▸ **What to work on**
Report only the number of lines in this material that include the string "below".

▸ **Exercise inputs**
::::::::::

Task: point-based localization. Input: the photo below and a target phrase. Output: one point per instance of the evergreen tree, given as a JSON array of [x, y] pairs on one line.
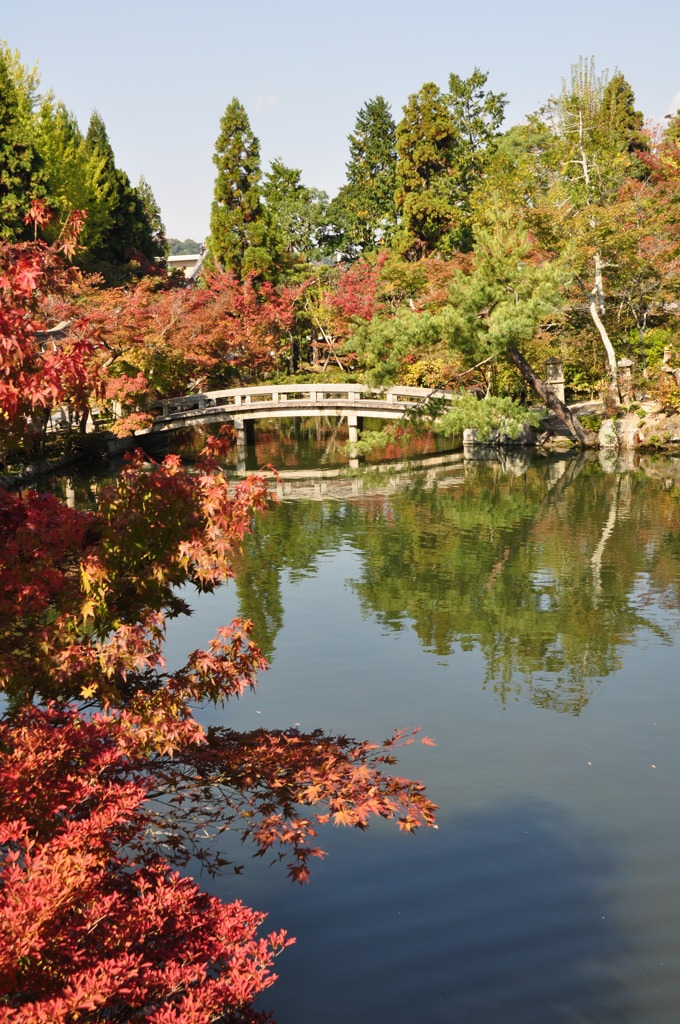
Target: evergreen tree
[[477, 115], [130, 235], [426, 202], [20, 167], [295, 214], [75, 175], [238, 228], [620, 121], [154, 218], [365, 209]]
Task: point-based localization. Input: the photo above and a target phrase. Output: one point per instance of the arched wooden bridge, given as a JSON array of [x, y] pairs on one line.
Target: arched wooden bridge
[[243, 406]]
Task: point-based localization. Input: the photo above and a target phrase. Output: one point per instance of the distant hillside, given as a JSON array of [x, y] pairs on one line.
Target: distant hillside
[[186, 248]]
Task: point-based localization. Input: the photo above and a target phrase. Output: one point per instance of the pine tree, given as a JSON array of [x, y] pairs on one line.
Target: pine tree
[[20, 167], [238, 227], [365, 208]]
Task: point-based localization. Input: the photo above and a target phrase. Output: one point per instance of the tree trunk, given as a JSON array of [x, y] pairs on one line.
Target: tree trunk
[[562, 412], [595, 300]]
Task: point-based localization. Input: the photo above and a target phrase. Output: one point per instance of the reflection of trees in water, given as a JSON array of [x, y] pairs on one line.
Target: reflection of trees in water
[[549, 579]]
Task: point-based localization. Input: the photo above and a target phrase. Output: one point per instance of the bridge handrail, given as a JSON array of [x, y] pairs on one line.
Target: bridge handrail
[[238, 397]]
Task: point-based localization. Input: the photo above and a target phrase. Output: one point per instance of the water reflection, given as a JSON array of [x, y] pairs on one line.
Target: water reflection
[[507, 918], [548, 572]]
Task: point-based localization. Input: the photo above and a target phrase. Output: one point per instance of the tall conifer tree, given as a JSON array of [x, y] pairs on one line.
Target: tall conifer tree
[[130, 236], [20, 166], [426, 147], [238, 226], [365, 208]]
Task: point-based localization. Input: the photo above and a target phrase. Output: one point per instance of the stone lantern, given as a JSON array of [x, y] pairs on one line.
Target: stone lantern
[[626, 379], [555, 377]]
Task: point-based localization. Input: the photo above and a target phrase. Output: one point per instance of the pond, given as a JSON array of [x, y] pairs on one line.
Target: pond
[[524, 613]]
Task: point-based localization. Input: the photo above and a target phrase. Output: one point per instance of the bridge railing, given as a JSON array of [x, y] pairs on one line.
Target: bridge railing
[[240, 398]]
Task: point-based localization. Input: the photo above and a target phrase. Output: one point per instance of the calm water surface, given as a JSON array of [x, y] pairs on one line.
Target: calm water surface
[[526, 617]]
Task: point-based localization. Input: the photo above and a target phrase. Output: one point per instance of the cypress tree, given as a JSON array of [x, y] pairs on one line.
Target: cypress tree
[[425, 196], [20, 167], [365, 208], [130, 235], [238, 226]]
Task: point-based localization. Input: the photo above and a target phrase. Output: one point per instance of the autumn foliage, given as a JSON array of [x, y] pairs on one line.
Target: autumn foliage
[[109, 783]]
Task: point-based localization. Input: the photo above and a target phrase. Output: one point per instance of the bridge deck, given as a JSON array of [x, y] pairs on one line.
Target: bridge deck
[[289, 399]]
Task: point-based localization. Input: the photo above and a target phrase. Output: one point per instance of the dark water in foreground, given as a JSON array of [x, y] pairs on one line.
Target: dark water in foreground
[[527, 620]]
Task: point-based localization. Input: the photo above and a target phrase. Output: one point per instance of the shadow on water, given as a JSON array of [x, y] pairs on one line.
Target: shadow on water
[[502, 916]]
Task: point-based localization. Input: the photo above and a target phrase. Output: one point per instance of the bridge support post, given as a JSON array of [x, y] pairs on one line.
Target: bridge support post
[[355, 423], [245, 434]]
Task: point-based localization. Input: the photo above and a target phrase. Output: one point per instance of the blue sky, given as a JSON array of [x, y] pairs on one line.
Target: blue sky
[[161, 74]]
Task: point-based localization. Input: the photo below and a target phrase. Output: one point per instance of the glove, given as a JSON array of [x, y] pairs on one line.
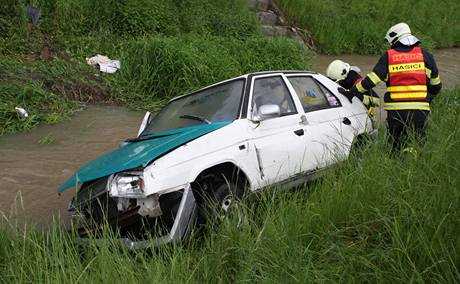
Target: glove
[[346, 93]]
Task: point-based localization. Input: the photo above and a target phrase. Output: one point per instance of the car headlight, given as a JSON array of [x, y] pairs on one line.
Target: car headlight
[[127, 184]]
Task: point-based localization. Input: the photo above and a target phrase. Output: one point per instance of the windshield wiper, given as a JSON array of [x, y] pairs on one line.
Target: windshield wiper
[[195, 117], [147, 136]]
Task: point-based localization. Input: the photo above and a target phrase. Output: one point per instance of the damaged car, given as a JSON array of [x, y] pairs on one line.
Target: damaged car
[[204, 150]]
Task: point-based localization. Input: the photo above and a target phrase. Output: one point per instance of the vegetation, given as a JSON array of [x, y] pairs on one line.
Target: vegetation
[[378, 218], [166, 50], [359, 26]]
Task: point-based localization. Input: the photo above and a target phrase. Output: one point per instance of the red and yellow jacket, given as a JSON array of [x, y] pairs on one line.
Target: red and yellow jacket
[[411, 76]]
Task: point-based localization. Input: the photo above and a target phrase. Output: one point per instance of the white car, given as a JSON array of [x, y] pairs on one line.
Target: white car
[[240, 135]]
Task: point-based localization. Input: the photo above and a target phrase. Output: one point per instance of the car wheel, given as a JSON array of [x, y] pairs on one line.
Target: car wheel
[[217, 198]]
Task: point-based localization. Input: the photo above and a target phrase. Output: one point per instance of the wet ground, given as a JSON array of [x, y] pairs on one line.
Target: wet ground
[[36, 163], [33, 171]]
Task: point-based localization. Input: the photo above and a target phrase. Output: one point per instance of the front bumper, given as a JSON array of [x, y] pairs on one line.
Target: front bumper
[[179, 231]]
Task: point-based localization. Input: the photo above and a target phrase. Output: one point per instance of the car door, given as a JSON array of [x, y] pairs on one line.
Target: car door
[[325, 125], [279, 142]]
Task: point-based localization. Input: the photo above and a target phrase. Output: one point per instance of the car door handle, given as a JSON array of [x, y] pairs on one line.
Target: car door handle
[[299, 132], [346, 121]]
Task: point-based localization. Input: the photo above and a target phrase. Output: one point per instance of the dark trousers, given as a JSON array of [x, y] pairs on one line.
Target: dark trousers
[[403, 123]]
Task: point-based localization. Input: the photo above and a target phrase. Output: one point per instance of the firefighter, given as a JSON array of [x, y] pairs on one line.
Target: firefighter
[[412, 80], [348, 76]]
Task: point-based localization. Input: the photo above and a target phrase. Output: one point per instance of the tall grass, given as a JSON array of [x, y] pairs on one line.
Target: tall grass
[[360, 26], [159, 68], [134, 18], [378, 218]]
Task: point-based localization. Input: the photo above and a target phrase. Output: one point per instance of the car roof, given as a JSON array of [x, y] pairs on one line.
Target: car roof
[[248, 75]]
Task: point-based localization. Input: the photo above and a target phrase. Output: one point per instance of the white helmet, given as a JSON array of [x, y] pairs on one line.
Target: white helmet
[[402, 33], [338, 70]]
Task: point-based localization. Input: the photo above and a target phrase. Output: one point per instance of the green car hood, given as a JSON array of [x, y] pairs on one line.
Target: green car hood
[[139, 153]]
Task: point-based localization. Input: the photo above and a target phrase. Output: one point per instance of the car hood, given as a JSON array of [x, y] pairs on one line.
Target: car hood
[[139, 153]]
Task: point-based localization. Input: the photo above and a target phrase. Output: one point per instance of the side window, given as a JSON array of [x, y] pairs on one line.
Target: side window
[[313, 95], [272, 91]]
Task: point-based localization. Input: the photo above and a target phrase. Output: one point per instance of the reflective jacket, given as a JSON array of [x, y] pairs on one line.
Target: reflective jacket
[[411, 76]]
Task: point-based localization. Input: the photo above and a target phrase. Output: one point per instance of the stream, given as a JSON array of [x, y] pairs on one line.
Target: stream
[[31, 172]]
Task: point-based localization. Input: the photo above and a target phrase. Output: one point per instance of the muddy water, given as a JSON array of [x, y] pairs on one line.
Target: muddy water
[[37, 170]]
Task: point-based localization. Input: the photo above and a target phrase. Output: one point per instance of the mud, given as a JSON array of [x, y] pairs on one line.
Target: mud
[[36, 169]]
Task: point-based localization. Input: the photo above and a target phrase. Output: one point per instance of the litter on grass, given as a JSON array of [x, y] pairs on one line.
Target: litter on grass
[[22, 112], [104, 63]]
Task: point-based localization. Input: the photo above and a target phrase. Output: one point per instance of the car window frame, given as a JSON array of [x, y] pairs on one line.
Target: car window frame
[[320, 85], [286, 84]]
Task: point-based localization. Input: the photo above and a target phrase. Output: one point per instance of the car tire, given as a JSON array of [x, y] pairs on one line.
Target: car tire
[[217, 198]]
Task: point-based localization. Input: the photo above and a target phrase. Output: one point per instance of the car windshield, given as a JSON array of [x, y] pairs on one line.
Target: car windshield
[[215, 104]]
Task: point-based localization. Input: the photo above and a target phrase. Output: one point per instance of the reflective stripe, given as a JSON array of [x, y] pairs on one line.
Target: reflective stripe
[[406, 67], [360, 88], [428, 72], [407, 105], [435, 81], [375, 101], [374, 78], [406, 88], [408, 96], [366, 100]]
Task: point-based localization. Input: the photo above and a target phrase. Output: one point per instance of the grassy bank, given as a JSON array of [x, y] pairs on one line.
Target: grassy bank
[[360, 26], [166, 48], [377, 219]]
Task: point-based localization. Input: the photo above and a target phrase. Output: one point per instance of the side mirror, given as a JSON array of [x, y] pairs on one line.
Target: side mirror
[[144, 123], [268, 111]]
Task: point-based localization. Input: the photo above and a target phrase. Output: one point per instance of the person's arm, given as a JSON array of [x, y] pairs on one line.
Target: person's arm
[[378, 74], [432, 72]]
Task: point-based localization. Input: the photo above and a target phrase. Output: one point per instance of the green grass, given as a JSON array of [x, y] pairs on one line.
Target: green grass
[[159, 68], [380, 218], [360, 26], [166, 48]]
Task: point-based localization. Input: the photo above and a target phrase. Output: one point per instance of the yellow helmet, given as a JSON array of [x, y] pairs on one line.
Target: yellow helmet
[[338, 70], [402, 33]]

::::::::::

▸ **Answer space**
2